* _Problem to work on_: Write out the entries from the line containing "Objective — for every instance of the brown pants" through the line containing "[[356, 393]]" with "khaki trousers" substituted for "brown pants" and nothing else changed. Return only those lines.

* _Stored rows_:
* Begin *

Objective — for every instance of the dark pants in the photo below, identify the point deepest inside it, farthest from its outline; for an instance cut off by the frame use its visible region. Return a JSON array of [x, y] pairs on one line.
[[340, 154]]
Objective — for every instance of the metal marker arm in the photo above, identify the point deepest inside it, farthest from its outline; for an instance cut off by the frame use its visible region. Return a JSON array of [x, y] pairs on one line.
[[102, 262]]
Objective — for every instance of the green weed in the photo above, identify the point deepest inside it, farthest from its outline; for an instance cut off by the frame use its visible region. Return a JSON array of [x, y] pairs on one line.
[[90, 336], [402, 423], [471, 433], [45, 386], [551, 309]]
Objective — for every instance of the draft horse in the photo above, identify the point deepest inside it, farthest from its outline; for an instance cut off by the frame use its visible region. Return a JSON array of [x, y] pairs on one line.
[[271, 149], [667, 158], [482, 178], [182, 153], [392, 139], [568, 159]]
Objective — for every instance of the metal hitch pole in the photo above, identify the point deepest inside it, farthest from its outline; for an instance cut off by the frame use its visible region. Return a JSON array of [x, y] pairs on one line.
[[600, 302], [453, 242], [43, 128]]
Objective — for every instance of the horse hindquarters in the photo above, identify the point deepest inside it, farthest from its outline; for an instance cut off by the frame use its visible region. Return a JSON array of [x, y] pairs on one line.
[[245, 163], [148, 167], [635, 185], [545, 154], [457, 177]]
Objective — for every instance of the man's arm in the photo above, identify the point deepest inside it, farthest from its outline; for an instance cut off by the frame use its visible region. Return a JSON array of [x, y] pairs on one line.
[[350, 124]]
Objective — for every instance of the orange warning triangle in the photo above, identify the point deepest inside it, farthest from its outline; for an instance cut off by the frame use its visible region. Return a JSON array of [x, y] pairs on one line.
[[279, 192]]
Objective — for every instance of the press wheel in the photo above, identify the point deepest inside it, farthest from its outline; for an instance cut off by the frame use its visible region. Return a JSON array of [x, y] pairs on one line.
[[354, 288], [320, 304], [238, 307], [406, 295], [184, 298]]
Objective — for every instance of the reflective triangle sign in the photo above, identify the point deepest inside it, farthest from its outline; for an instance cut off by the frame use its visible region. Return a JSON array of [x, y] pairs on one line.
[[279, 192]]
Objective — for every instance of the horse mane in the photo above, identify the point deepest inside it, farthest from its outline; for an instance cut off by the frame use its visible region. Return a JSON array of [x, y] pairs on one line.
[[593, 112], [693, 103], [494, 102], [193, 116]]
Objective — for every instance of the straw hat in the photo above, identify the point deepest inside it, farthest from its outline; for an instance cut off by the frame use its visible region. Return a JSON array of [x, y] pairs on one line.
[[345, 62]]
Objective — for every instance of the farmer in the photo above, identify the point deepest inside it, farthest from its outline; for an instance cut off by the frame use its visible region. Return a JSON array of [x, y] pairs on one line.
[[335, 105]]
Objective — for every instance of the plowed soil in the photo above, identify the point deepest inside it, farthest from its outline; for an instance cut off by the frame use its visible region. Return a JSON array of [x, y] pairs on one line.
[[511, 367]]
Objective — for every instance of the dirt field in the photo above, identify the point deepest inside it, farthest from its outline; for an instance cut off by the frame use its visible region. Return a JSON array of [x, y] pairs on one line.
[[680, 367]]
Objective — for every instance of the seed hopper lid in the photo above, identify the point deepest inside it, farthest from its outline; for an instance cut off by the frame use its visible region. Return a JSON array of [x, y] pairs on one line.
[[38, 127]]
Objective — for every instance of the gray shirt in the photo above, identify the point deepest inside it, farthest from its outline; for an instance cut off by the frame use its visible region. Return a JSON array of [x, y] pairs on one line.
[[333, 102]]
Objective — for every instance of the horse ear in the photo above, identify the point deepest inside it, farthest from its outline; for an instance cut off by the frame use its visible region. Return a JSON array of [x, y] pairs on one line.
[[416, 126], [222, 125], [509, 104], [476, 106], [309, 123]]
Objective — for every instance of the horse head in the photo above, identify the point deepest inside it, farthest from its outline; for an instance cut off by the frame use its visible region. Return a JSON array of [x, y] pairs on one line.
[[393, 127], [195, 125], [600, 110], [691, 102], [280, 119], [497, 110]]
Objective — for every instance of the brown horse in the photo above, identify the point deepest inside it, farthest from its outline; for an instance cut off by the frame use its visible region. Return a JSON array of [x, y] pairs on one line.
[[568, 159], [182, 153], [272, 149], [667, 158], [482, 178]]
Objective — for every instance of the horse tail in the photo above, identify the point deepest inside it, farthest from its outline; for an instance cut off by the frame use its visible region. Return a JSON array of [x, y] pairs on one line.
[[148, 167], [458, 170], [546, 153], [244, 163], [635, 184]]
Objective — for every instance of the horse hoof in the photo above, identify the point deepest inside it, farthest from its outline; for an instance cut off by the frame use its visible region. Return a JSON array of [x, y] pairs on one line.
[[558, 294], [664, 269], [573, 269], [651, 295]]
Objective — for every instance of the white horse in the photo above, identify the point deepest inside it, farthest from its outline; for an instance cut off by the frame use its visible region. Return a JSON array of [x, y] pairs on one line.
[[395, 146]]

* End *
* Begin *

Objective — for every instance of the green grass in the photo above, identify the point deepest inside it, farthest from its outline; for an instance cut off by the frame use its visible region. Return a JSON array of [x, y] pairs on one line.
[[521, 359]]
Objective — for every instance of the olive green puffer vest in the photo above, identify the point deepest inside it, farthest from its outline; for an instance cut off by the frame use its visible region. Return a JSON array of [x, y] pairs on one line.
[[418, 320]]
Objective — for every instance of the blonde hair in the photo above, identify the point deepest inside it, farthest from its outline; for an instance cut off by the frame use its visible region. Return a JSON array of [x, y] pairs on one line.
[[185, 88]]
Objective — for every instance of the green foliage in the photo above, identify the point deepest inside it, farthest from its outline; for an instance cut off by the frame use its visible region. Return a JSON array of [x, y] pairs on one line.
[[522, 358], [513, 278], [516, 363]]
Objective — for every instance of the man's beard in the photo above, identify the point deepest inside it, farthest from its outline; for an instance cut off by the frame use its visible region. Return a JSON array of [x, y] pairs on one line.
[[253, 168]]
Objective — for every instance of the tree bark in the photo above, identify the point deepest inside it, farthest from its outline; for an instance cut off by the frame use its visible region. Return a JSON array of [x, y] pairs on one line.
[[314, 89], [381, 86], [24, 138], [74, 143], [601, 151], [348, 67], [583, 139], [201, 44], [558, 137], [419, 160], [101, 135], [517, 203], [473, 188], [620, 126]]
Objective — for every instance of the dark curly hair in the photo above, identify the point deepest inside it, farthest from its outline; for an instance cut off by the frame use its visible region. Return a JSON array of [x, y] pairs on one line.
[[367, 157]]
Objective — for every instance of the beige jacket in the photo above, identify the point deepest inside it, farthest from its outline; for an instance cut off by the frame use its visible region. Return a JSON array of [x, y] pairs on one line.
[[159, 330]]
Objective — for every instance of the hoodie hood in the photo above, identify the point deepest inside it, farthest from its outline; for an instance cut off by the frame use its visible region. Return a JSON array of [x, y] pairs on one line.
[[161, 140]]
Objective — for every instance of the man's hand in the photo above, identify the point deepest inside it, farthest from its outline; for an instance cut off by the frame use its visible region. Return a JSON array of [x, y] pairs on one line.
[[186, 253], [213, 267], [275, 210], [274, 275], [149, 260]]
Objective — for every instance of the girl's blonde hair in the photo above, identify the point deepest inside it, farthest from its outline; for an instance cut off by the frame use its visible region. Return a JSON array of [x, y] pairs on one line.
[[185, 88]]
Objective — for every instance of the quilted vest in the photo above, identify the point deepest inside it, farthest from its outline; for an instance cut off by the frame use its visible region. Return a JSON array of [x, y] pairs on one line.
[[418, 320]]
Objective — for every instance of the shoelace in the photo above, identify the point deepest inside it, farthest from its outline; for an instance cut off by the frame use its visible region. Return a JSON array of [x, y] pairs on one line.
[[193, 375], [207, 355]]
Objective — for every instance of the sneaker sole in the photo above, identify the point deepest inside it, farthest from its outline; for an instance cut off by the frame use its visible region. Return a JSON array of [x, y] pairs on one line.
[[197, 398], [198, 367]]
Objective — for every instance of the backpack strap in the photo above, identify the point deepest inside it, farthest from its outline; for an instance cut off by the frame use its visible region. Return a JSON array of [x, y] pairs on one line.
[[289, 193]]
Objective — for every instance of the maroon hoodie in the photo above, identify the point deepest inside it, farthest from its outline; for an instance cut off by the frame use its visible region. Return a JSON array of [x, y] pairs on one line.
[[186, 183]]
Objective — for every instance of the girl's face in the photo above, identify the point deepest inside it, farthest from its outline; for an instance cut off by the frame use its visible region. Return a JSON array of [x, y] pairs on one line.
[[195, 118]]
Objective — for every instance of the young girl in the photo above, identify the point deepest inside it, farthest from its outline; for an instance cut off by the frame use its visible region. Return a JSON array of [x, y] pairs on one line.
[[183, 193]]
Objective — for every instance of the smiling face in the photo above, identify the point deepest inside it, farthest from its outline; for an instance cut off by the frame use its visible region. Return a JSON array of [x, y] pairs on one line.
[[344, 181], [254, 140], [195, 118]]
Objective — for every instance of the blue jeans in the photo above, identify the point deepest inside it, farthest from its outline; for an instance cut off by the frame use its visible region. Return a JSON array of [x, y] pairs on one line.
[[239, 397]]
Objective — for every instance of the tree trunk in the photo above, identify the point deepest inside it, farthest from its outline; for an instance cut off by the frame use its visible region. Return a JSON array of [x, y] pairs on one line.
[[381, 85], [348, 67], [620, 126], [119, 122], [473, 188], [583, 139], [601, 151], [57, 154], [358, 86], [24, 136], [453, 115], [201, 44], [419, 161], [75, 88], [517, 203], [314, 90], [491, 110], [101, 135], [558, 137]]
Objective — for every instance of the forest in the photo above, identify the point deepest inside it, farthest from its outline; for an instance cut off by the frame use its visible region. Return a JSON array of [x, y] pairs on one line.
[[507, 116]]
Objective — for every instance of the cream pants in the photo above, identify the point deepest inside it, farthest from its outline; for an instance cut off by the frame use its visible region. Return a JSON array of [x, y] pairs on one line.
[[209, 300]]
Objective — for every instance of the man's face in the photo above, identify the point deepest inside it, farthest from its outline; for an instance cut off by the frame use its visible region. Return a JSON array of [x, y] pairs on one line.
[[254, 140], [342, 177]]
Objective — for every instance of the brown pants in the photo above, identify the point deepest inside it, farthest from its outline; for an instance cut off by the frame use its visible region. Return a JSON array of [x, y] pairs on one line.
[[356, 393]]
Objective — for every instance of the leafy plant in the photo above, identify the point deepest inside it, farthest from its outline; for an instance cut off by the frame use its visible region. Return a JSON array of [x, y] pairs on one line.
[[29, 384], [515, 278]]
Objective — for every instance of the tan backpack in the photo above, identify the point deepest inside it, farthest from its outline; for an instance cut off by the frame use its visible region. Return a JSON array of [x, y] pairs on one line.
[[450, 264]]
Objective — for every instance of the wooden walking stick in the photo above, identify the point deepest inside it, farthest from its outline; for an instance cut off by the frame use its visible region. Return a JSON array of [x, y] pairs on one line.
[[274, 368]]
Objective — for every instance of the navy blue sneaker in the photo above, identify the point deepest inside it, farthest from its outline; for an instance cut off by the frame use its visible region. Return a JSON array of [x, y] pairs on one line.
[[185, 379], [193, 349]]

* End *

* _Complete response_:
Objective — for every instance of the khaki trousers in the photo above, identify the point deepest inside it, farthest from its outline; for an instance cut off by the frame use its visible region. Return a JSON array of [x, y] pairs on one line.
[[356, 393]]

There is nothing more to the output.